▶ **What to work on**
A: Answer these questions using the news excerpt about the Mitchell triptych gift to Tate.
(i) Who donated nine large murals to the institution in 1969?
(ii) About what share of Tate's funding comes from government grants?
(iii) Next to which room will the Mitchell work hang?
B: From the news excerpt about the Mitchell triptych gift to Tate, extract the passage that begins at the words "She had been" and ends after "2023, she said.", copying it word for word.
C: Write what comes next in the news excerpt about the Mitchell triptych gift to Tate, starting after its final sentence.

▶ **Excerpted text**
The artwork was hung in their bedroom, they told reporters on Thursday, until they were persuaded after a two-year “conversation” with the Tate director, Maria Balshaw, to donate the work to the central London institution. “She’s a good saleswoman,” joked Pérez.

Balshaw said the Mitchell triptych was the single most significant gift to the institution since Mark Rothko donated nine large murals in 1969. Its value has not been revealed, although a smaller work by Mitchell sold for $29m in 2023. Pérez described it as “priceless”.

The work will hang next to the museum’s Rothko room, where five of his murals are displayed. Pérez said the two artists’ paintings “form an incredible partnership. They just talk to each other.”

Like the art of many female artists of the period, Mitchell’s work had been underestimated in her lifetime, Balshaw said, and the museum had “missed the boat” by not acquiring more of her works – it previously owned only some prints and a smaller, late painting – when they were more affordable.

“By the time we realised the importance of the work, they were too expensive for a UK public institution to buy,” she said.

“This [gift] has changed the British national collection permanently,” she said. “It’s such a significant rebalancing – it’s not just filling a gap, it is taking us into a new representation of work of that period.”

An acquisition of this scale would not be possible without “an act of truly extraordinary generosity” by philanthropist donors, Balshaw acknowledged. About 30% of Tate’s funding comes from government grants, but it is still struggling with a post-pandemic financial squeeze and recently announced job cuts in an effort to tackle its funding deficit.

She had been in discussions with the philanthropist couple – who have also given donations worth more than $100m to Miami’s Pérez Art Museum, now named in their honour – since they visited an installation by the Ghanaian sculptor El Anatsui in Tate Modern’s Turbine Hall in 2023, she said.

“I can tell you that the conversation about gifting this important work focused on the millions of people that will see this work here in London,” said Balshaw. “You have given the British public and all our visitors from around the world a truly extraordinary thing, and I am deeply grateful.”

Having extended their bedroom to accommodate the work, parting with it had been “a very difficult decision in many ways”, said Pérez. He added: “We’ve always collected with the intent that art should be exposed to the most people that they can possibly be exposed to.

[Point localization data]
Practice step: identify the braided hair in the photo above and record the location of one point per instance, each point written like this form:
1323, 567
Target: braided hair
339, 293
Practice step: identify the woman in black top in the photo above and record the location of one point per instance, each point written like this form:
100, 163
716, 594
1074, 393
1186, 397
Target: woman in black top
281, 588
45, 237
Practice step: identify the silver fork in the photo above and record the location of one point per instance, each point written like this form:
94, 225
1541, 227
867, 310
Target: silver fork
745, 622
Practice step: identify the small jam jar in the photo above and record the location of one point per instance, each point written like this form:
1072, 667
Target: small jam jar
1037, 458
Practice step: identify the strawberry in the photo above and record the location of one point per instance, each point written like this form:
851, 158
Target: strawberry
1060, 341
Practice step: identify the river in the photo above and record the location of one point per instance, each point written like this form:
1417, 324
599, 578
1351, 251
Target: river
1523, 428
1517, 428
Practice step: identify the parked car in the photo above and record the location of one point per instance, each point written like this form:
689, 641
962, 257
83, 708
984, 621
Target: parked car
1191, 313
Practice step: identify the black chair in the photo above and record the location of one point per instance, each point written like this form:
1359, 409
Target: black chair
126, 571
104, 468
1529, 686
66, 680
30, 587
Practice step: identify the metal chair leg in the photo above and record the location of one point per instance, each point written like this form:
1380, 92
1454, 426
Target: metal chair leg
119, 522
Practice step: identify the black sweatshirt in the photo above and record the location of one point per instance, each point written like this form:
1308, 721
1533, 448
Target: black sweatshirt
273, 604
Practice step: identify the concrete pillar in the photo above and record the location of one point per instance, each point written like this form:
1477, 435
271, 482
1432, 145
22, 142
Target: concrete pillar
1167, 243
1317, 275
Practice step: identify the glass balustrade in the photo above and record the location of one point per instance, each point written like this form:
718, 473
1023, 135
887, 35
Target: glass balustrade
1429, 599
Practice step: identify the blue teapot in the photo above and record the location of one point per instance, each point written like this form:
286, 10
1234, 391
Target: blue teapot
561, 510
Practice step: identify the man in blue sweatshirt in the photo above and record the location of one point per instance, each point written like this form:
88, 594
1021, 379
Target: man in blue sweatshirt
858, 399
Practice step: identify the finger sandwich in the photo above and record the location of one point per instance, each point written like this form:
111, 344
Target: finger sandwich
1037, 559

▶ **Responses per task**
A:
(i) Mark Rothko
(ii) About 30%
(iii) The museum's Rothko room

B:
She had been in discussions with the philanthropist couple – who have also given donations worth more than $100m to Miami’s Pérez Art Museum, now named in their honour – since they visited an installation by the Ghanaian sculptor El Anatsui in Tate Modern’s Turbine Hall in 2023, she said.

C:
“Because I think art changes people’s lives. It’s changed our life for the better. It helps us understand the world better in different ways. It makes us part of the creative process that the artists go through, once you deeply get into them. So having the public feel the same thing that we feel is very important.”

When asked for his interpretation of the work’s connection to the painter’s German shepherd, Pérez said: “Actually, I think it’s got much more connection to landscape than to a dog. These are just her expressions of a mood, a landscape.”

The real-estate magnate was born in Argentina to Cuban-exile parents, before moving to Miami and making his fortune developing apartment blocks. Although previously a friend of Donald Trump before he ran for the US presidency, he is a longtime Democratic party supporter and fundraiser, and has been an outspoken critic of Trump’s policies, saying in December that his proposals for mass deportations risked leading to a “police state”.

A previous request by the president to help him build his Mexico border wall was similarly rebuffed, with Pérez calling it “idiotic”.

As well as the painting, the couple have also made a “multimillion-pound” donation to endow a curatorial post at Tate dedicated to African art, and have promised to make further donations of works in their collection by African and Latin American artists.

Pérez hopes the couple’s gifts will inspire other wealthy individuals to make donations. “The public sector is swamped with ever growing needs, and it all can’t be solved by the government,” he said. “People who have been very fortunate, like Darlene and I have been, have an obligation to give back to that community that is giving you so much. So we really hope that gifts like this get other people to think about giving.”